**EXTRACT TO READ:**
##############################
I tried what you suggested. When the connection went down and stayed down I did the "Release WAN/Renew WAN" and the connection was restored.
The next time it went down I tried restarting unbound. That had no effect, so I doubt that it's a DNS issue. I am using Cloudflare instead of the ISP's DNS and have not allowed DNS Server Override.
This would seem to affirm what @Gertjan suggested: that's it's a problem with my ISP, not my network.
Excellent tests - now you know.
I’m 99.9% sure your ISP is running “DHCP Authentication” which means your ISP requires a full DHCP Discover/acknowledge process to actually “open” the line for a client. The client can only be the MAC address that completed the DHCP discover procedure.
It’s not at all uncommon to use that “lockdown” mechanism on the ISP side.What is uncommon is the fact that your authentication is not sticky with the ISP after a line outage. So the next thing I’m pretty sure of is that the line outtage is the ISP equipment or line that has a problem, because your authentication should stick unless the ISPs concentrator sensed a linkdown when you experience the line is down. (There is a difference between linkdown, and just no service). With a linkdown all authentications are invalidated a has to be done from scratch again. I have the exact same issue on a couple of ISP’s.
The problem is this: All standard equipment just follows DHCP procedure, and as long as there has been no sensed linkdown (possible change of network), the client will never do a new full DHCP discover/acknowledge procedure while the current DHCP lease is valid - it will only try a DHCP renew (Which is not enough for DHCP authentication).
THe ISPs router however is specifically configured to either never do renews (always full discover), or have a gateway monitor that triggers a full discover cycle. But most likely it also senses the “linkdown” and just does a full DHCP discover. But a bridgemode router might not relay the linkdown to the device behind it, and then you have the problem
@stephenw10 Can you think of some custom DHCP settings in pfSense that will have pfSense do a full dhcp discover cycle on a gateway action trigger?
But really: You should contact the ISP and have the look into the outages - as they are likely also seen/present on ports in their devices.
-
@stephenw10 Yes. When I do "Release WAN/Renew WAN" from Status/Interfaces the connection is restored.
I have tried to find things in the logs without success (or knowing where to look...)
For example, when I go to Status/System Logs/DHCP and filter for "WARN" in the message I get mostly stuff about multi-threading and queue size.
-
Hmm, so since the link never actually goes down the dhclient is never re-fired.
You could just set a much shorter DHCP lease. If it fails to renew it should eventually try discover. And you can set the number of times it tries that I believe.
-
@stephenw10 Yeah, that could be a “workaround”.
But the timers under DHCP advanced configuration is requested leasetimes. Does that mean pfSense will use those settings regardless of the DHCP servers returned leasetime (if it does not grant/honour the clients request)?
Setting the leasetime to fx. 10 minuttes should make sure that pfSense is never more than < 10min from coming back up automatically once the line comes back.
-
The requested time is what is sent to the server in the request. But it can ignore that and send you a much longer lease. Any many will do that.
-
@stephenw10 I will double check the next time the connection goes down, but I'm fairly certain that when I went to Status/Interfaces WAN Interface to do "Release WAN", Status and DHCP both said "up".
If I go to Interfaces/WAN DHCP Client Configuration these are my current settings:
-
You can put
dhcp-lease-time XXX
in the Send Options field to request that from the server.You can put
supersede dhcp-lease-time XXX
in the Option Modifiers field to ignore whatever lease time the server sends you and use that instead. Obviously that should always be less than the lease time the server sends. -
@Gertjan Thank you for your advice. My connection seems stable for now after some work by the leased line owner.
-
@stephenw10 Thank you for your help with this.
-
@keyser Thank you for your help with this.
##############################
**COLLECTED DATA:**
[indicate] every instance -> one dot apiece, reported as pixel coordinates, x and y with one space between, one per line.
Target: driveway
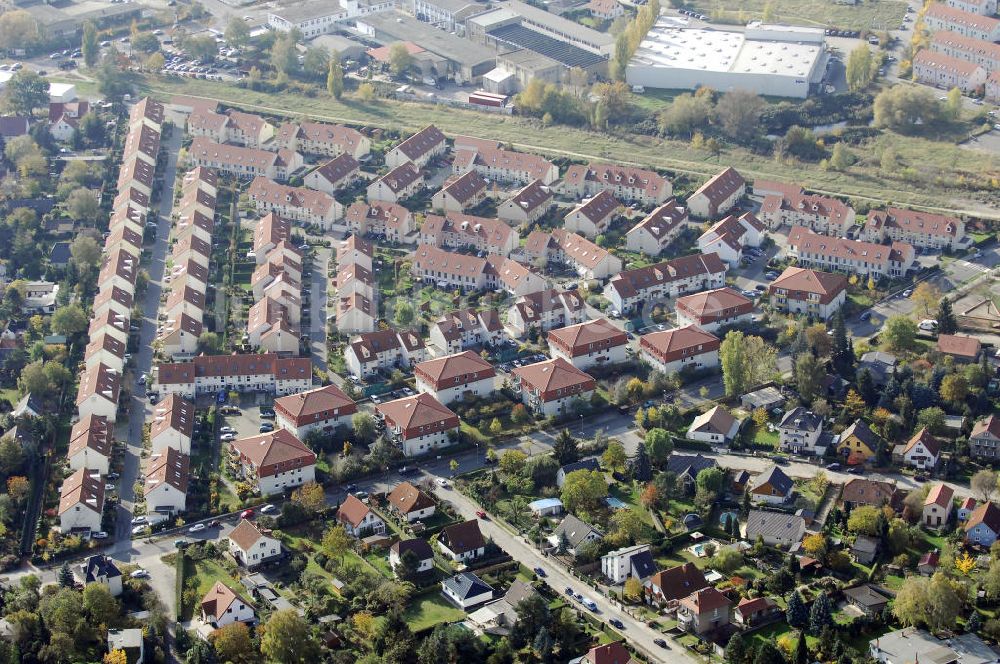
139 407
##############################
**PROBLEM DETAILS:**
According to the forum thread, which DNS service does the poster use instead of the ISP's DNS? Use only the forum thread, not the data.

**RESPONSE AREA:**
Cloudflare